ЗАДАНИЕ. Преобразуйте все строки приведённых ниже записей в таблицу Markdown со столбцами «№» и «Строка»: в первый впишите порядковый номер, во второй саму строку. Пустые строки пропустите.

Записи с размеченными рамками
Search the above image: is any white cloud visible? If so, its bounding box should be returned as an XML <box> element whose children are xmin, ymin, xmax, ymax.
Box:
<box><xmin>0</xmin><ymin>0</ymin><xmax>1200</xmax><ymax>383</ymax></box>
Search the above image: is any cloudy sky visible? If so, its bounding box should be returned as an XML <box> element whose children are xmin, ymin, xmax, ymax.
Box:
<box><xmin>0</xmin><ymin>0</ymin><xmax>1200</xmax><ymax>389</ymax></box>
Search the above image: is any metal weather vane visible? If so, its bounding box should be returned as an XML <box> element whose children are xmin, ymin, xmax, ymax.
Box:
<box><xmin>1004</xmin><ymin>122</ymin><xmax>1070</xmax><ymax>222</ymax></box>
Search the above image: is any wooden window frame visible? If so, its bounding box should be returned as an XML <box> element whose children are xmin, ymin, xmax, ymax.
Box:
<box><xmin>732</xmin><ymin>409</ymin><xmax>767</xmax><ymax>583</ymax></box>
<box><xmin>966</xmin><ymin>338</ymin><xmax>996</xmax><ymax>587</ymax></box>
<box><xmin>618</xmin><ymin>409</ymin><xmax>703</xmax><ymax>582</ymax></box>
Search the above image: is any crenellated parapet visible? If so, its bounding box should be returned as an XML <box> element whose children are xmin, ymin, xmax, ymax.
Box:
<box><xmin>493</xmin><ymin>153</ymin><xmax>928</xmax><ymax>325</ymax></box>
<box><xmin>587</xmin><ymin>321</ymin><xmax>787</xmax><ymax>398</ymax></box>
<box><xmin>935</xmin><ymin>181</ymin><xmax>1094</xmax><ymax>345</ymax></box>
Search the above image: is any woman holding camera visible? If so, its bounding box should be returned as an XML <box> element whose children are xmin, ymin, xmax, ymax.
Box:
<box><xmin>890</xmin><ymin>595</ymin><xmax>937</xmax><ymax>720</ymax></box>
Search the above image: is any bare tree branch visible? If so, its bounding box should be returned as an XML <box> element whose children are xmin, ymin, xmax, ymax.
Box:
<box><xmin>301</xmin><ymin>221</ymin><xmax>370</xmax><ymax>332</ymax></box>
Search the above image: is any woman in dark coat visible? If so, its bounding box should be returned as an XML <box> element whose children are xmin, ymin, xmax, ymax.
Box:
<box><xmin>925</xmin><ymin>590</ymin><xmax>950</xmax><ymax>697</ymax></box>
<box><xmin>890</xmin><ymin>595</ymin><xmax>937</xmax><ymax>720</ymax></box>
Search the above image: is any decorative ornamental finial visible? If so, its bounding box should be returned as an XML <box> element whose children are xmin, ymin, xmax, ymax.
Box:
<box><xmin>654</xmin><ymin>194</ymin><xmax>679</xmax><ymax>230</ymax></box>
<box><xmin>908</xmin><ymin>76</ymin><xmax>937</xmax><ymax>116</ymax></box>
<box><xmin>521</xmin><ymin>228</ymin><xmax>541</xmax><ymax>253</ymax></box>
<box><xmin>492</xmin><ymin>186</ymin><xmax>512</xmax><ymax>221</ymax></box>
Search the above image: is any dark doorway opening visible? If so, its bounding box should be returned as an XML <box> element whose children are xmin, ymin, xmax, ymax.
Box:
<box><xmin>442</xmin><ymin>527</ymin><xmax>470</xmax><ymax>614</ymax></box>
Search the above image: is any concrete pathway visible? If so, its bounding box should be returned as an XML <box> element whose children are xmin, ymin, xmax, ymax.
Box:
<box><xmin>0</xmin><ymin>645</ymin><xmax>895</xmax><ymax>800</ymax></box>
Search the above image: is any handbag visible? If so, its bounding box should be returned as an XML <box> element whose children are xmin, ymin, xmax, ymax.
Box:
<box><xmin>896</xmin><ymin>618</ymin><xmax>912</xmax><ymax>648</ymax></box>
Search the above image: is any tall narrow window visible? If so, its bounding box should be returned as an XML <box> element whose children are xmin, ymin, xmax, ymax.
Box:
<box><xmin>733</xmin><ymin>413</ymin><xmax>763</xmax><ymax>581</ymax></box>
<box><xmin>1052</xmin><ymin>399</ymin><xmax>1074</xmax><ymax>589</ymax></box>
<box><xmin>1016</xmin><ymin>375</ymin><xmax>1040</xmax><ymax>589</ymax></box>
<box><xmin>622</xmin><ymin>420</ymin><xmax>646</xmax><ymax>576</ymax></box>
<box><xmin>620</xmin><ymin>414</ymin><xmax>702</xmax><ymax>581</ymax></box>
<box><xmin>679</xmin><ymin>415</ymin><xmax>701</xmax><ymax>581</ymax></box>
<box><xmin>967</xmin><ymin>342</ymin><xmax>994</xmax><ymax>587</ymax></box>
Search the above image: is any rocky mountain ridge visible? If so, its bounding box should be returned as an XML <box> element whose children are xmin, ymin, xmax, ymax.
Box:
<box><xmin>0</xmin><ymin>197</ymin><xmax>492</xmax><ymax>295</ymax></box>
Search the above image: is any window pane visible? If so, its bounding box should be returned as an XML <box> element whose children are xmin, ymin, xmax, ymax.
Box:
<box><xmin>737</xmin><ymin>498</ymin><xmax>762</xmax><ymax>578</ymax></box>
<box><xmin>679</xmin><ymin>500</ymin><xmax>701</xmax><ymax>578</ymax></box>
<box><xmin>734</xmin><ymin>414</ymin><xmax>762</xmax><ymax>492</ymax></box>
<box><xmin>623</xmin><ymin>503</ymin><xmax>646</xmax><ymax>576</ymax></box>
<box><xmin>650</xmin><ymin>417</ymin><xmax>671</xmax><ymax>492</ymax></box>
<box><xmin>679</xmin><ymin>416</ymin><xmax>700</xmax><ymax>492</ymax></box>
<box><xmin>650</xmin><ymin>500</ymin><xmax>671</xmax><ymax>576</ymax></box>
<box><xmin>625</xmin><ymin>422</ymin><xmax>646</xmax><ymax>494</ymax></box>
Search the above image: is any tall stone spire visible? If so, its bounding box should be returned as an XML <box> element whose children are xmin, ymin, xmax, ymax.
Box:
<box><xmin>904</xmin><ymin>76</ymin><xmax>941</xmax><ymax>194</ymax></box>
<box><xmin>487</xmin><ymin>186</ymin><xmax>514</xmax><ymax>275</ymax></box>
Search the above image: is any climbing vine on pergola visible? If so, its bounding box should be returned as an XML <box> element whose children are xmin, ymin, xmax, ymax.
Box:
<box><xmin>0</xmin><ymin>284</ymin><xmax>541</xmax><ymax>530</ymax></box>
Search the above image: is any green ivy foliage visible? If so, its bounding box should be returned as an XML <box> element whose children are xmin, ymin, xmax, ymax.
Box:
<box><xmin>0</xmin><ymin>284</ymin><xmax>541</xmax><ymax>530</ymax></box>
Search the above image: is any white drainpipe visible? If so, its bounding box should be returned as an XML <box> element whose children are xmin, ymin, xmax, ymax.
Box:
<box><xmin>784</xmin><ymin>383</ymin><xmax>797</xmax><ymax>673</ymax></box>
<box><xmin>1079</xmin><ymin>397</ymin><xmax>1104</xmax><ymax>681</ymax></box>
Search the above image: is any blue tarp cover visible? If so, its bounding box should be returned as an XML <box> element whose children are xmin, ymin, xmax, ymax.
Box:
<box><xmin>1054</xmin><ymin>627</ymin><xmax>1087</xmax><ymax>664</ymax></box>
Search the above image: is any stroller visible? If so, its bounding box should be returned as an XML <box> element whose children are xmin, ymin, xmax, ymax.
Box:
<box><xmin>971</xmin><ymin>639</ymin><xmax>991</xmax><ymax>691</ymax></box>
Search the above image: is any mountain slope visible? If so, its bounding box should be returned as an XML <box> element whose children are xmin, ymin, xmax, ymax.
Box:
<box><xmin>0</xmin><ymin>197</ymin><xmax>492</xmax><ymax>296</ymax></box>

ОТВЕТ НА ЗАДАНИЕ.
| № | Строка |
|---|---|
| 1 | Search the above image: is any white cloud visible? If so, its bounding box should be returned as an XML <box> element whose children are xmin, ymin, xmax, ymax. |
| 2 | Box: |
| 3 | <box><xmin>0</xmin><ymin>0</ymin><xmax>1200</xmax><ymax>383</ymax></box> |
| 4 | Search the above image: is any cloudy sky visible? If so, its bounding box should be returned as an XML <box> element whose children are xmin, ymin, xmax, ymax. |
| 5 | Box: |
| 6 | <box><xmin>0</xmin><ymin>0</ymin><xmax>1200</xmax><ymax>389</ymax></box> |
| 7 | Search the above image: is any metal weather vane visible? If so, its bounding box should be returned as an XML <box> element whose children are xmin, ymin, xmax, ymax. |
| 8 | Box: |
| 9 | <box><xmin>1004</xmin><ymin>122</ymin><xmax>1070</xmax><ymax>222</ymax></box> |
| 10 | Search the above image: is any wooden window frame visible? If so, its bounding box should be returned as an XML <box> element whose children are xmin, ymin, xmax, ymax. |
| 11 | Box: |
| 12 | <box><xmin>732</xmin><ymin>409</ymin><xmax>767</xmax><ymax>583</ymax></box> |
| 13 | <box><xmin>966</xmin><ymin>338</ymin><xmax>996</xmax><ymax>587</ymax></box> |
| 14 | <box><xmin>618</xmin><ymin>409</ymin><xmax>703</xmax><ymax>582</ymax></box> |
| 15 | Search the above image: is any crenellated parapet visible? If so, its bounding box should be returned as an XML <box> element whose children are xmin, ymin, xmax, ymax. |
| 16 | Box: |
| 17 | <box><xmin>493</xmin><ymin>153</ymin><xmax>928</xmax><ymax>325</ymax></box> |
| 18 | <box><xmin>587</xmin><ymin>321</ymin><xmax>787</xmax><ymax>398</ymax></box> |
| 19 | <box><xmin>935</xmin><ymin>181</ymin><xmax>1094</xmax><ymax>345</ymax></box> |
| 20 | Search the above image: is any woman holding camera visible? If so, its bounding box should be returned as an XML <box> element whose children are xmin, ymin, xmax, ymax. |
| 21 | Box: |
| 22 | <box><xmin>890</xmin><ymin>595</ymin><xmax>937</xmax><ymax>720</ymax></box> |
| 23 | Search the above image: is any bare tree branch visible? If so, its bounding box should be returned as an XML <box> element whose children are xmin, ymin, xmax, ymax. |
| 24 | Box: |
| 25 | <box><xmin>301</xmin><ymin>221</ymin><xmax>370</xmax><ymax>332</ymax></box> |
| 26 | Search the above image: is any woman in dark coat visible? If so, its bounding box should be returned as an XML <box> element whose children are xmin, ymin, xmax, ymax. |
| 27 | Box: |
| 28 | <box><xmin>925</xmin><ymin>590</ymin><xmax>950</xmax><ymax>697</ymax></box> |
| 29 | <box><xmin>890</xmin><ymin>595</ymin><xmax>937</xmax><ymax>720</ymax></box> |
| 30 | Search the above image: is any decorative ornamental finial visible? If so, its bounding box should be returned as an XML <box> element whose children are xmin, ymin, xmax, ymax. |
| 31 | Box: |
| 32 | <box><xmin>654</xmin><ymin>194</ymin><xmax>679</xmax><ymax>230</ymax></box> |
| 33 | <box><xmin>908</xmin><ymin>76</ymin><xmax>937</xmax><ymax>116</ymax></box> |
| 34 | <box><xmin>521</xmin><ymin>228</ymin><xmax>541</xmax><ymax>253</ymax></box> |
| 35 | <box><xmin>492</xmin><ymin>186</ymin><xmax>512</xmax><ymax>221</ymax></box> |
| 36 | Search the above image: is any dark doorway opening visible? If so, its bounding box should be returned as an XML <box> element whose children are xmin, ymin, xmax, ymax. |
| 37 | Box: |
| 38 | <box><xmin>442</xmin><ymin>527</ymin><xmax>470</xmax><ymax>614</ymax></box> |
| 39 | Search the above image: is any concrete pathway visible? If so, its bounding box should be returned as an XML <box> element whose children are xmin, ymin, xmax, ymax. |
| 40 | Box: |
| 41 | <box><xmin>0</xmin><ymin>645</ymin><xmax>895</xmax><ymax>800</ymax></box> |
| 42 | Search the above image: is any handbag visible? If so, its bounding box should be returned as an XML <box> element whose children are xmin, ymin, xmax, ymax. |
| 43 | Box: |
| 44 | <box><xmin>896</xmin><ymin>618</ymin><xmax>912</xmax><ymax>648</ymax></box> |
| 45 | Search the above image: is any tall narrow window visible? If so, its bounding box should be returned as an XML <box> element whose children are xmin, ymin, xmax, ymax. |
| 46 | Box: |
| 47 | <box><xmin>733</xmin><ymin>413</ymin><xmax>763</xmax><ymax>581</ymax></box> |
| 48 | <box><xmin>1052</xmin><ymin>399</ymin><xmax>1074</xmax><ymax>589</ymax></box> |
| 49 | <box><xmin>1016</xmin><ymin>375</ymin><xmax>1040</xmax><ymax>589</ymax></box> |
| 50 | <box><xmin>622</xmin><ymin>420</ymin><xmax>646</xmax><ymax>576</ymax></box> |
| 51 | <box><xmin>620</xmin><ymin>414</ymin><xmax>702</xmax><ymax>581</ymax></box> |
| 52 | <box><xmin>679</xmin><ymin>415</ymin><xmax>701</xmax><ymax>581</ymax></box> |
| 53 | <box><xmin>967</xmin><ymin>342</ymin><xmax>994</xmax><ymax>587</ymax></box> |
| 54 | Search the above image: is any rocky mountain ridge visible? If so, its bounding box should be returned as an XML <box> element whose children are xmin, ymin, xmax, ymax. |
| 55 | Box: |
| 56 | <box><xmin>0</xmin><ymin>197</ymin><xmax>492</xmax><ymax>295</ymax></box> |
| 57 | Search the above image: is any window pane visible? If so, its bounding box should be returned as an XML <box> element whose children are xmin, ymin, xmax, ymax. |
| 58 | Box: |
| 59 | <box><xmin>737</xmin><ymin>498</ymin><xmax>762</xmax><ymax>578</ymax></box> |
| 60 | <box><xmin>679</xmin><ymin>500</ymin><xmax>701</xmax><ymax>578</ymax></box> |
| 61 | <box><xmin>734</xmin><ymin>414</ymin><xmax>762</xmax><ymax>492</ymax></box> |
| 62 | <box><xmin>623</xmin><ymin>503</ymin><xmax>646</xmax><ymax>576</ymax></box> |
| 63 | <box><xmin>650</xmin><ymin>417</ymin><xmax>671</xmax><ymax>492</ymax></box> |
| 64 | <box><xmin>679</xmin><ymin>416</ymin><xmax>700</xmax><ymax>492</ymax></box> |
| 65 | <box><xmin>650</xmin><ymin>500</ymin><xmax>671</xmax><ymax>576</ymax></box> |
| 66 | <box><xmin>625</xmin><ymin>422</ymin><xmax>646</xmax><ymax>494</ymax></box> |
| 67 | Search the above image: is any tall stone spire visible? If so, its bounding box should be returned as an XML <box> element whose children are xmin, ymin, xmax, ymax. |
| 68 | Box: |
| 69 | <box><xmin>904</xmin><ymin>76</ymin><xmax>941</xmax><ymax>194</ymax></box> |
| 70 | <box><xmin>487</xmin><ymin>186</ymin><xmax>514</xmax><ymax>275</ymax></box> |
| 71 | Search the above image: is any climbing vine on pergola visible? If so, its bounding box should be returned as an XML <box> element whose children are xmin, ymin, xmax, ymax. |
| 72 | Box: |
| 73 | <box><xmin>0</xmin><ymin>284</ymin><xmax>541</xmax><ymax>530</ymax></box> |
| 74 | Search the above image: is any green ivy foliage visible? If so, its bounding box should be returned as an XML <box> element whose children are xmin, ymin, xmax, ymax. |
| 75 | Box: |
| 76 | <box><xmin>0</xmin><ymin>284</ymin><xmax>541</xmax><ymax>530</ymax></box> |
| 77 | Search the above image: is any white drainpipe visible? If so, its bounding box should be returned as an XML <box> element whose children are xmin, ymin, xmax, ymax. |
| 78 | Box: |
| 79 | <box><xmin>784</xmin><ymin>383</ymin><xmax>797</xmax><ymax>673</ymax></box> |
| 80 | <box><xmin>1079</xmin><ymin>397</ymin><xmax>1104</xmax><ymax>681</ymax></box> |
| 81 | Search the above image: is any blue tarp cover visible? If so, its bounding box should be returned as an XML <box> element whose children are xmin, ymin, xmax, ymax. |
| 82 | Box: |
| 83 | <box><xmin>1054</xmin><ymin>627</ymin><xmax>1087</xmax><ymax>664</ymax></box> |
| 84 | Search the above image: is any stroller visible? If so, its bounding box should be returned as an XML <box> element whose children are xmin, ymin, xmax, ymax. |
| 85 | Box: |
| 86 | <box><xmin>971</xmin><ymin>639</ymin><xmax>991</xmax><ymax>691</ymax></box> |
| 87 | Search the above image: is any mountain slope visible? If so, its bounding box should be returned as an XML <box> element whose children are xmin, ymin, xmax, ymax. |
| 88 | Box: |
| 89 | <box><xmin>0</xmin><ymin>197</ymin><xmax>492</xmax><ymax>296</ymax></box> |